Excerpt:
‘Co-living & Co-working Offer New Opportunities for Real Estate’
by Shrutee K/DNS
While co-living
segment is set to offer a business opportunity of INR one trillion and 5.7 mn
beds by 2023; co-working spaces already have a 12% share in total office leasing
In co-living, in value terms, Delhi NCR will constitute nearly 40% of this
potential market opportunity
Affordability,
convenience and community – pull factors for the migrant millennial workforce.
This will drive the growth in the co-living space
Share of co-working space in office leasing to increase manifold in the
near future
Mumbai records the
highest proportion of co-working space to office leasing in 2018
Mumbai: The
growing co-living and co-working segments, which continue to disrupt the
traditional real estate space in the country, are set to further increase their
footprint, according to two separate JLL-FICCI reports . According to the report, Co-Living - Reshaping Rental
Housing in India, the rising demand for shared renting will propel the
market and offer a business opportunity of INR one trillion by 2023 along with
the capacity of 5.7 mn beds from the previous levels of INR 458 bn and 3.6 mn beds in 2018.

Records supplied:
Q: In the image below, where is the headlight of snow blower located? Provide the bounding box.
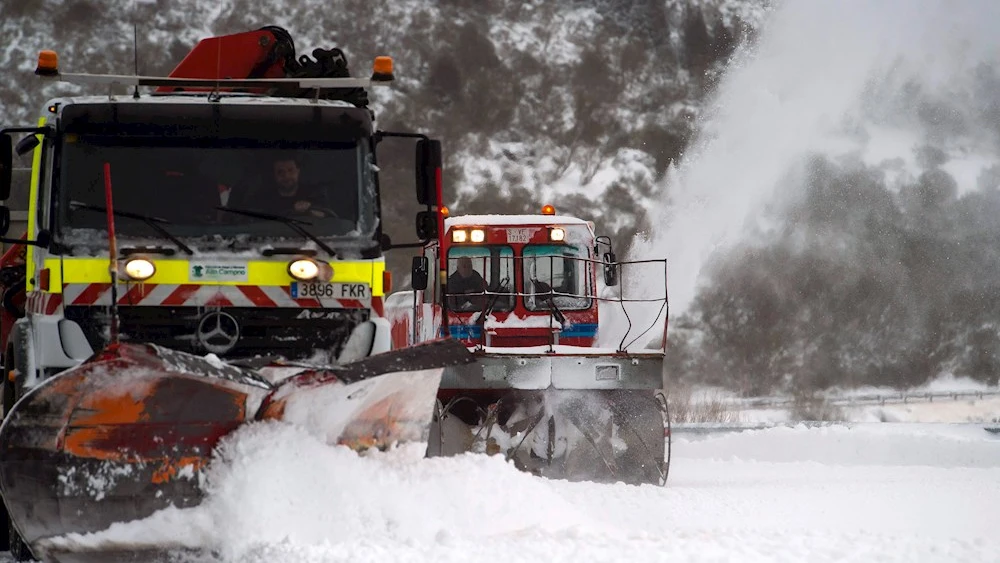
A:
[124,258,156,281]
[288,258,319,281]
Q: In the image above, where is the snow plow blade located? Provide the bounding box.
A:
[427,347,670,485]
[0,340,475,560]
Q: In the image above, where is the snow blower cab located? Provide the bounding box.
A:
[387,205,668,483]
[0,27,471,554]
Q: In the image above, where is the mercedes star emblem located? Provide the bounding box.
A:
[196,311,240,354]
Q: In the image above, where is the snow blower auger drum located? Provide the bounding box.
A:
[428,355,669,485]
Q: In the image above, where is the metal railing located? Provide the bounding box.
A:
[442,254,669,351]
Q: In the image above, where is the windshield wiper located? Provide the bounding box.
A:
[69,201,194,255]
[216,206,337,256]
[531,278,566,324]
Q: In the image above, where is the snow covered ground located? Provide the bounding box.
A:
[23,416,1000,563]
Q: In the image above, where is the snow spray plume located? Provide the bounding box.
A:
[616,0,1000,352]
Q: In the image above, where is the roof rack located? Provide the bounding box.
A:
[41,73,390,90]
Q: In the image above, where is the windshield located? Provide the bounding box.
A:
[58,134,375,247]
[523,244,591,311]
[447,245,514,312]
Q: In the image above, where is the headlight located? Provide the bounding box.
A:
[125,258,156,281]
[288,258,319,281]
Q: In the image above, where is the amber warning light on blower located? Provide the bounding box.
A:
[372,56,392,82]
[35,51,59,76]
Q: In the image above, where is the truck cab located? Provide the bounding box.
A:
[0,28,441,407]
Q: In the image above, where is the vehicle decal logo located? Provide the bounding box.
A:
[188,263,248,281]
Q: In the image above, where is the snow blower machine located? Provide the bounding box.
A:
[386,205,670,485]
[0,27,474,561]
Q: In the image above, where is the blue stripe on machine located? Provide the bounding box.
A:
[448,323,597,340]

Task goal:
Summarize the article above on co-living and co-working in two sentences.

Solution to this task:
According to two JLL-FICCI reports, India's co-living and co-working segments are set to expand further, with rising demand for shared renting expected to lift co-living to a business opportunity of INR one trillion and 5.7 mn beds by 2023, up from INR 458 bn and 3.6 mn beds in 2018. Co-working spaces already hold a 12% share of total office leasing, and Mumbai recorded the highest proportion of co-working space to office leasing in 2018.